● **Exercise input**
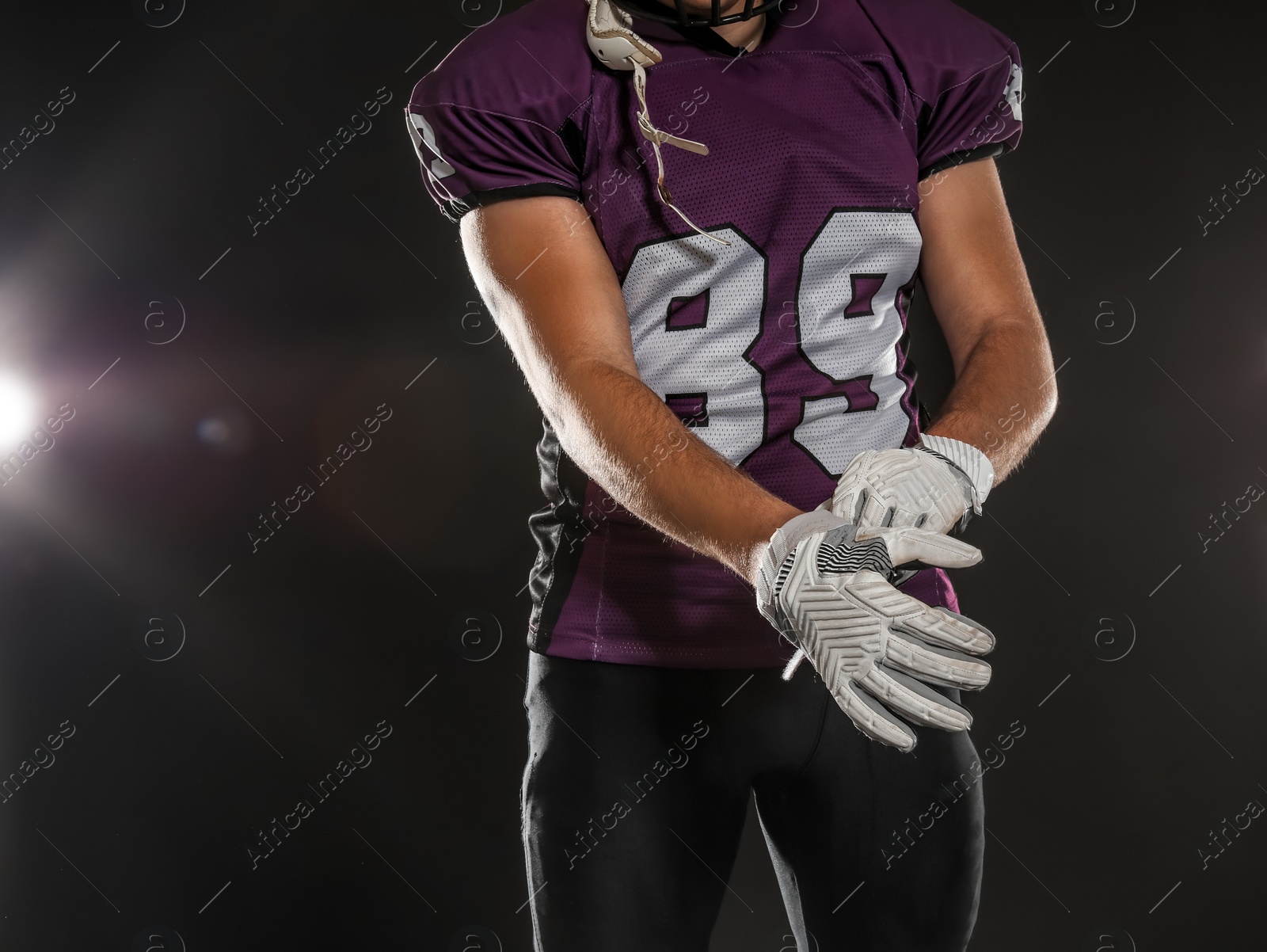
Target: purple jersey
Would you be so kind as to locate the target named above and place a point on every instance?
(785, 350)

---

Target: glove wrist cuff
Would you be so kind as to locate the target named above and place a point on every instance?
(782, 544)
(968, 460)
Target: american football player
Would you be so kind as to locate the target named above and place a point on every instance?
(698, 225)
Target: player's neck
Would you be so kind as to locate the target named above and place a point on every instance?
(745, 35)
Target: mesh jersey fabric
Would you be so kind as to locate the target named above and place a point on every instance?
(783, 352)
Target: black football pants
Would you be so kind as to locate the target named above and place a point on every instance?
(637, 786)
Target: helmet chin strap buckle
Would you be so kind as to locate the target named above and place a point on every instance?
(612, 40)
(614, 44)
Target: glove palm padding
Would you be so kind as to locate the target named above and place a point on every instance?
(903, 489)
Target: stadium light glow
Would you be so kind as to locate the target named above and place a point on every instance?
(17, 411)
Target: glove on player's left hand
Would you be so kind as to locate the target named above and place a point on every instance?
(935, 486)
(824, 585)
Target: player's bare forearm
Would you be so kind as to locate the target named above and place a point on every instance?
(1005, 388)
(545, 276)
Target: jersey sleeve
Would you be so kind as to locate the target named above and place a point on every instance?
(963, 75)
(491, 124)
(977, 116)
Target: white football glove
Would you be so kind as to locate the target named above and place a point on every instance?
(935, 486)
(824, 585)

--

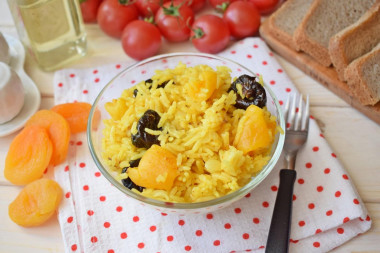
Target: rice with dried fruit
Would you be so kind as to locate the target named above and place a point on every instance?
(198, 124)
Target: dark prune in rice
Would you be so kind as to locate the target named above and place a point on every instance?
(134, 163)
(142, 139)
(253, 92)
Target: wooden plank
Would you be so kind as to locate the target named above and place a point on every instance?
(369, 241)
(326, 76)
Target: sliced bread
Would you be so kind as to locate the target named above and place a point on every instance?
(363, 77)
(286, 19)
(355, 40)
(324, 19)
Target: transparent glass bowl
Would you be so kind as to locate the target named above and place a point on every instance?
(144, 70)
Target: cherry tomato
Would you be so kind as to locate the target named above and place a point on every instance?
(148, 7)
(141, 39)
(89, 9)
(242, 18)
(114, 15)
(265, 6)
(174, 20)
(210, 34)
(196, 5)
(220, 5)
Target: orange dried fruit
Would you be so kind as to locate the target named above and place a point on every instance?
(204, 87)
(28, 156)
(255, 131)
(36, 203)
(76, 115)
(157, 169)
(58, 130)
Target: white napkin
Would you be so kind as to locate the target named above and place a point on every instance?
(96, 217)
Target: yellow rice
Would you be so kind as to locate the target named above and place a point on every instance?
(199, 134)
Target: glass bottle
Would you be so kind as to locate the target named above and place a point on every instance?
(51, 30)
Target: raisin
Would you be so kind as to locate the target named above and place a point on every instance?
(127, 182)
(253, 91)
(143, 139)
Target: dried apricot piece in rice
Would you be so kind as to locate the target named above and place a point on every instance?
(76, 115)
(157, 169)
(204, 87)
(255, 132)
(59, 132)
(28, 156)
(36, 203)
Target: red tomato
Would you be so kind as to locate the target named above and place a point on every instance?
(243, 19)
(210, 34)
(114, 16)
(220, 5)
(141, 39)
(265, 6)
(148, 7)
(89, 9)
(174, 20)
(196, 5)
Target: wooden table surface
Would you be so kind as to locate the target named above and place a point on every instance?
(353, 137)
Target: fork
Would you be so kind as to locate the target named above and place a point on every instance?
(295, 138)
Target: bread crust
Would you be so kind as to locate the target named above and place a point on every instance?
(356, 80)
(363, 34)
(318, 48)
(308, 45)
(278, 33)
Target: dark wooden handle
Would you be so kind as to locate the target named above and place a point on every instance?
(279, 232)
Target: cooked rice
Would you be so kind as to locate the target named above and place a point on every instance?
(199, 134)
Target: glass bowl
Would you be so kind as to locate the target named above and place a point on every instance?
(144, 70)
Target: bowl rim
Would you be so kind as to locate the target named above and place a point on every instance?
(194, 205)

● **Task to complete**
Extract every line of the entries above that contains the string "rice", matching case exactly.

● **Response to this task**
Target: rice with dried fruit
Target: dark prune in rice
Target: yellow rice
Target: dried apricot piece in rice
Target: cooked rice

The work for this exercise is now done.